>>>

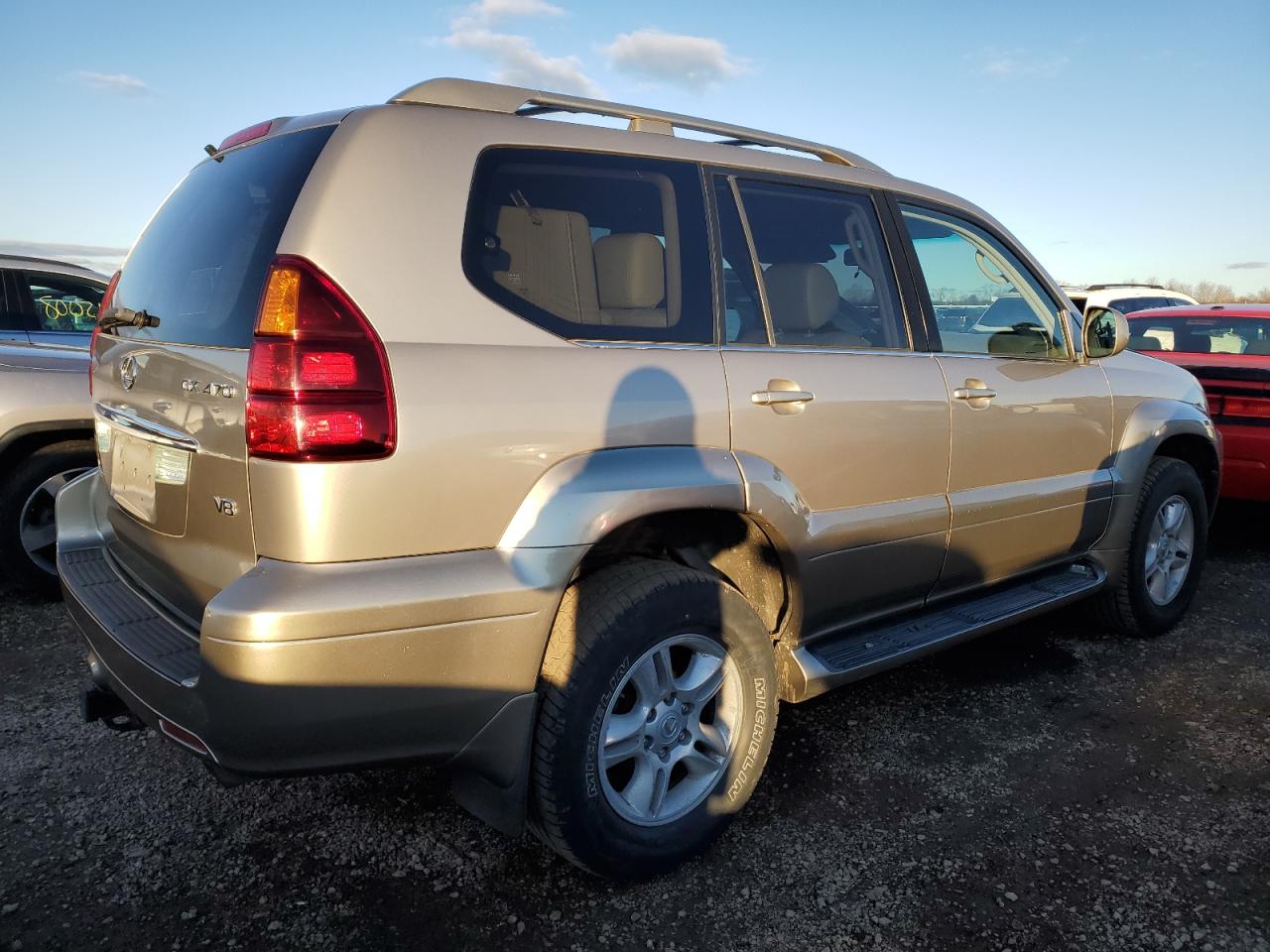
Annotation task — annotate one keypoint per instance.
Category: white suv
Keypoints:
(1127, 298)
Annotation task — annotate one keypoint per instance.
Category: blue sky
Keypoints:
(1116, 140)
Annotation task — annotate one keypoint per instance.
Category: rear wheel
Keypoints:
(659, 702)
(1166, 553)
(28, 535)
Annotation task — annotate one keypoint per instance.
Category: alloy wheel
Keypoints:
(670, 730)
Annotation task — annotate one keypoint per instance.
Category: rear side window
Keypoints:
(1202, 335)
(64, 302)
(826, 271)
(199, 266)
(1128, 304)
(592, 246)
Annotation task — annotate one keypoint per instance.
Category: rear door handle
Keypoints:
(766, 398)
(974, 393)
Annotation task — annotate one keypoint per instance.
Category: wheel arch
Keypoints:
(23, 440)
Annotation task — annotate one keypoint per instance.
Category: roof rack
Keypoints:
(515, 100)
(36, 259)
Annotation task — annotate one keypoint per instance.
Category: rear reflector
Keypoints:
(318, 376)
(185, 738)
(259, 131)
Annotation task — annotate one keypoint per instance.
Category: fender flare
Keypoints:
(1151, 422)
(583, 498)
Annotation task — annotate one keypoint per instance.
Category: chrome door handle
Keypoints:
(766, 398)
(974, 393)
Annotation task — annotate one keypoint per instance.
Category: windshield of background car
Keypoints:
(1202, 335)
(1128, 304)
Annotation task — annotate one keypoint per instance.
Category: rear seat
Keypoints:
(630, 273)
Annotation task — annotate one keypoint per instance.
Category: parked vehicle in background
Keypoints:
(665, 433)
(1227, 347)
(48, 312)
(1127, 298)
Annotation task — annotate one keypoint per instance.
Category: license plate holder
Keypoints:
(132, 475)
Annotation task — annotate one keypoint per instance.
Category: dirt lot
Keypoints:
(1048, 787)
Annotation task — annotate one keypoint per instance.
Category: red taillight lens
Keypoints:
(318, 377)
(107, 302)
(258, 131)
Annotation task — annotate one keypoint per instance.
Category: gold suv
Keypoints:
(563, 454)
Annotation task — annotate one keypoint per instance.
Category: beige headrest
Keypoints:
(803, 298)
(630, 271)
(1144, 343)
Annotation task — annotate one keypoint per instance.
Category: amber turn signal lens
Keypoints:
(281, 303)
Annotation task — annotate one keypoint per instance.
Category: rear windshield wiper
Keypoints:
(126, 317)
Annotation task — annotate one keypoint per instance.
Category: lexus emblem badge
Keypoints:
(128, 371)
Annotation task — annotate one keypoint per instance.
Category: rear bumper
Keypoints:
(304, 667)
(1246, 465)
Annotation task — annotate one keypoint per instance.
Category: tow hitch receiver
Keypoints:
(104, 706)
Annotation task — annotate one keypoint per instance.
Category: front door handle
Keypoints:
(784, 397)
(974, 393)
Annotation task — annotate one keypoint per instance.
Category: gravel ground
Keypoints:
(1044, 788)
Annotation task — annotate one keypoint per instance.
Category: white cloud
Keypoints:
(116, 82)
(1016, 62)
(486, 13)
(516, 59)
(695, 62)
(521, 63)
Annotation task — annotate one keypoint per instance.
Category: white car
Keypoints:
(1127, 298)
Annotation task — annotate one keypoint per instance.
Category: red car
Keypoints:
(1227, 347)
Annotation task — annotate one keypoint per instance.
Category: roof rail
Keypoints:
(36, 259)
(515, 100)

<<<

Instructions to follow: Give back the whole listing as it stands, minus its pictures.

Answer below:
Annotation task — annotate one keypoint per instance.
Category: white suv
Keypoints:
(1127, 298)
Annotation task — annotate one keypoint per instance.
Category: blue sky
Keypoints:
(1116, 140)
Annotation task — annotate one keypoint per instance.
Category: rear wheel
Keypoints:
(659, 702)
(1166, 553)
(28, 535)
Annotation task — annotate one keypoint per instance.
Category: alloy wheel
Keypoints:
(670, 730)
Annotation task — annotate one keypoint per instance.
Category: rear side window
Keypoints:
(1202, 335)
(64, 302)
(826, 271)
(199, 266)
(1128, 304)
(592, 246)
Annotation task — annotate one keypoint per instance.
Category: rear door handle
Keypoints:
(766, 398)
(974, 393)
Annotation task — annotate one keypoint per instance.
Category: wheel arch
Keypoints:
(23, 440)
Annotation task — annotate one keypoint per instance.
Category: roof rack
Keypoints:
(515, 100)
(36, 259)
Annotation task — annotate one keypoint per instance.
Category: rear reflector
Keypoints:
(318, 376)
(185, 738)
(259, 131)
Annotation task — annotate one keypoint per instance.
Category: fender flare
Keypoints:
(1151, 422)
(583, 498)
Annotation task — annotate one keypoint per instance.
Category: chrome door handle
Keypoints:
(766, 398)
(974, 393)
Annotation task — annotate one keypoint per instance.
Category: windshield of background car
Keypoints:
(1202, 335)
(1128, 304)
Annotation task — annotate one keypoint per instance.
Category: rear seat
Keypoints:
(630, 273)
Annotation task — annotate one keypoint per instance.
Category: parked vehicle in background
Keypoints:
(665, 433)
(1227, 347)
(48, 312)
(1127, 298)
Annotation task — annotate one keypoint per instance.
Category: license plate holder
Keypoints:
(132, 475)
Annotation task — annotate one keypoint per instance.
Category: dirt lot
Keypoints:
(1048, 787)
Annotation task — annotate one keypoint per instance.
Category: red taillight lens
Keypoints:
(318, 377)
(107, 302)
(258, 131)
Annotation task — annotate one keypoint per instance.
Category: gold suv
Keypoints:
(563, 454)
Annotation task — annotate one keypoint per instance.
Category: beige headrest
Keypoints:
(803, 298)
(630, 271)
(1144, 343)
Annotation task — annotate one keypoint per instance.
Category: amber turn signal lens
Keypoints:
(281, 303)
Annotation task — annotate one keypoint per instance.
Category: rear windshield wiper
Keypoints:
(126, 317)
Annotation task — annotate one keypoint per instance.
Category: lexus emblem badge
Keypoints:
(128, 371)
Annotation task — annotate one keypoint per instance.
Category: rear bumper
Keypoints:
(304, 667)
(1246, 465)
Annotation task — annotate one keypoint per instance.
Category: tow hitch receiver
Keypoints:
(104, 706)
Annotation task — annotate one keypoint per instance.
Category: front door handle
Keypoints:
(784, 397)
(974, 393)
Annotation task — annotate one keypoint per instance.
Category: gravel ground
Keypoints:
(1044, 788)
Annotation task — annotate one keypoint per instance.
Category: white cloud
Keypoints:
(116, 82)
(1016, 62)
(486, 13)
(516, 59)
(695, 62)
(521, 63)
Annotation task — annotate one keypoint per instance.
Category: white car
Keypoints:
(1127, 298)
Annotation task — annotate one keypoint per instance.
Category: red car
Keypoints:
(1227, 347)
Annotation task — annotate one keypoint per instance.
Category: roof rail
Keypoints:
(36, 259)
(515, 100)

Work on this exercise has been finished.